- **Your goal**
Reproduce the full set of records verbatim.
(The data Opens)
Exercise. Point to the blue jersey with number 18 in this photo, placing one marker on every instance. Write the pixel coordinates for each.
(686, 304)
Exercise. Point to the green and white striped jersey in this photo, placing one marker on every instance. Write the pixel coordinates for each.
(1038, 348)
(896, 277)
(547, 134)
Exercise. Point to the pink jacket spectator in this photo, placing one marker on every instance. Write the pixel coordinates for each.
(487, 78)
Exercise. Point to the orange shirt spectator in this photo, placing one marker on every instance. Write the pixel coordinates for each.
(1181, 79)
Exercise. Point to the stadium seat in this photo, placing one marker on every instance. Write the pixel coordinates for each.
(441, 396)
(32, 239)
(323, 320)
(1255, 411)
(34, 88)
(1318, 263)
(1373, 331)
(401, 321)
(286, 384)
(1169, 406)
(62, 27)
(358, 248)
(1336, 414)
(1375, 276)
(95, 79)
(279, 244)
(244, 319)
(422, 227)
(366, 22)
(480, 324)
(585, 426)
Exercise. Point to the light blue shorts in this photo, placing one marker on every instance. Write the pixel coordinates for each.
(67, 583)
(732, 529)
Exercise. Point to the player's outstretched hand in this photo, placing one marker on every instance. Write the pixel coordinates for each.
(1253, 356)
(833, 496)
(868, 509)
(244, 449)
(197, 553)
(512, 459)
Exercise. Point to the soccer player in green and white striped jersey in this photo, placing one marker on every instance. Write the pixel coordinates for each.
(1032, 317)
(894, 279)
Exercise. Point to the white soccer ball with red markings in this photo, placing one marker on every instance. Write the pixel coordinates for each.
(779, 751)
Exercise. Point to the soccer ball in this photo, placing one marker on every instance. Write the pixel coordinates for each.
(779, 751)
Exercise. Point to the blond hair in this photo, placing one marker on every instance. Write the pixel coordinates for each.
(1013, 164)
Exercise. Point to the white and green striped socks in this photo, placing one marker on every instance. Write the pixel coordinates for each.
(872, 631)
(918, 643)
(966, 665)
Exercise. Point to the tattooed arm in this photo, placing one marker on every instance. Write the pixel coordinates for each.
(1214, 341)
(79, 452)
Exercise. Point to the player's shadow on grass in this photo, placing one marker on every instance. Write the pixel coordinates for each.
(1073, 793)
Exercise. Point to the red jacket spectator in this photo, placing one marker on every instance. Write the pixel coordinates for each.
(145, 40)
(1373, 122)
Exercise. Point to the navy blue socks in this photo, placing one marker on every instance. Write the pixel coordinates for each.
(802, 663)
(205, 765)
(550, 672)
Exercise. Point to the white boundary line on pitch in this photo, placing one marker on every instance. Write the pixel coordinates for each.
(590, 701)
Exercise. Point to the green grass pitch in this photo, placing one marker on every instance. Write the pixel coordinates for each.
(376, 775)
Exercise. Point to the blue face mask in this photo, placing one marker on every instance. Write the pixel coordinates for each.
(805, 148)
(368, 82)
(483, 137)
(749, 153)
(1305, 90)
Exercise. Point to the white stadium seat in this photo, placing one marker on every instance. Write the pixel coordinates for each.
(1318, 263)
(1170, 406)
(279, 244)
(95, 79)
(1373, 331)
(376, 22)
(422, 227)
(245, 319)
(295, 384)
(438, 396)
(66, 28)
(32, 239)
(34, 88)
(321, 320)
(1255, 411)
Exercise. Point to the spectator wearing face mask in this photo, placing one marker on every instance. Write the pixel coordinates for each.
(The data Closes)
- **Final answer**
Exercise. Point to the blue jersey with number 18 in this photo, placing one marker on every instance. Write the pixel coordinates for each.
(686, 304)
Exercise. Point to the green and white striped jersey in this photo, placing one marker on every instance. Write the pixel coordinates for each.
(1038, 348)
(896, 277)
(547, 134)
Exercise. Point to the pink jacket spectator in this photo, placing one marker on every instance. Write the pixel coordinates for each.
(487, 78)
Exercise. Point to the orange shirt spectator in this photo, placing one marker on every instance. Write the pixel coordinates for each.
(1181, 79)
Exercise. Point to the stadium seat in this photo, placing one marker on every instance. Write the pixel coordinates for each.
(441, 396)
(32, 239)
(323, 320)
(1255, 411)
(34, 88)
(1318, 263)
(1373, 331)
(401, 321)
(286, 384)
(1169, 406)
(62, 27)
(358, 248)
(1336, 414)
(1375, 276)
(95, 79)
(279, 244)
(244, 319)
(422, 227)
(366, 22)
(480, 324)
(585, 426)
Exercise. Point to the light blue shorts in this photo, placing one marker on every instance. Write the pixel coordinates for each.
(67, 583)
(732, 529)
Exercise. Point to the player's outstretched hand in this photo, placing one marker on every instance. Write the pixel coordinates for each.
(1253, 356)
(833, 496)
(868, 509)
(244, 449)
(197, 553)
(512, 459)
Exercise. Point to the soccer player in green and white striped jersey in this photo, placing one marker on every instance. Write the pixel coordinates for each.
(1032, 317)
(894, 279)
Exercise. Point to the white soccer ball with red markings in this photo, placing one marker on every instance. Write the pixel coordinates for each.
(779, 751)
Exercise. Point to the soccer ball in this photo, placing one marker on every instance. Write the pixel coordinates for each.
(779, 751)
Exercise. Point to the blond hair in this photo, placing one marker on every instance. Write the pixel coordinates for each.
(1013, 164)
Exercise. Point to the white and green striped socks in this photo, placing one marker on every instance. Write the pixel coordinates for each.
(872, 631)
(918, 643)
(966, 665)
Exercise. Point to the tattooed arm in this photo, placing one marker on every instance. Write the pixel coordinates for each.
(1214, 341)
(79, 452)
Exercise. Point to the player's shadow on grass in this photo, placing one marker on every instance. Write the pixel coordinates for each.
(1073, 793)
Exercise. Point to the red jacket spectator in this photo, placing one marker on every instance. Write the pixel coordinates for each.
(145, 40)
(1373, 122)
Exercise. Point to the navy blue socks in this photo, placing one marker on every instance. Write the pixel coordinates for each.
(802, 663)
(205, 765)
(550, 672)
Exercise. Point to the white boundary line on pitch in this photo, placing one marker on every instance. Write the pixel coordinates for each.
(590, 701)
Exercise. Point to the green grass pitch in this photo, placing one marker on every instance. Write the pixel coordinates for each.
(376, 775)
Exercise. Point to the blue face mask in this photo, placing one marker on every instance. Write the pixel coordinates for each.
(805, 148)
(368, 82)
(483, 137)
(749, 153)
(1305, 90)
Exercise. Point to the white stadium seat in this photo, placing one marker on every instance. Write the pixel coordinates for each.
(1318, 263)
(1170, 406)
(279, 244)
(95, 79)
(1373, 331)
(376, 22)
(422, 227)
(245, 319)
(295, 384)
(438, 396)
(66, 28)
(32, 239)
(34, 88)
(321, 320)
(1255, 411)
Exercise. Point to the spectator wearing face mask in this photo, placing one marker on every instance. Write the pixel coordinates for each.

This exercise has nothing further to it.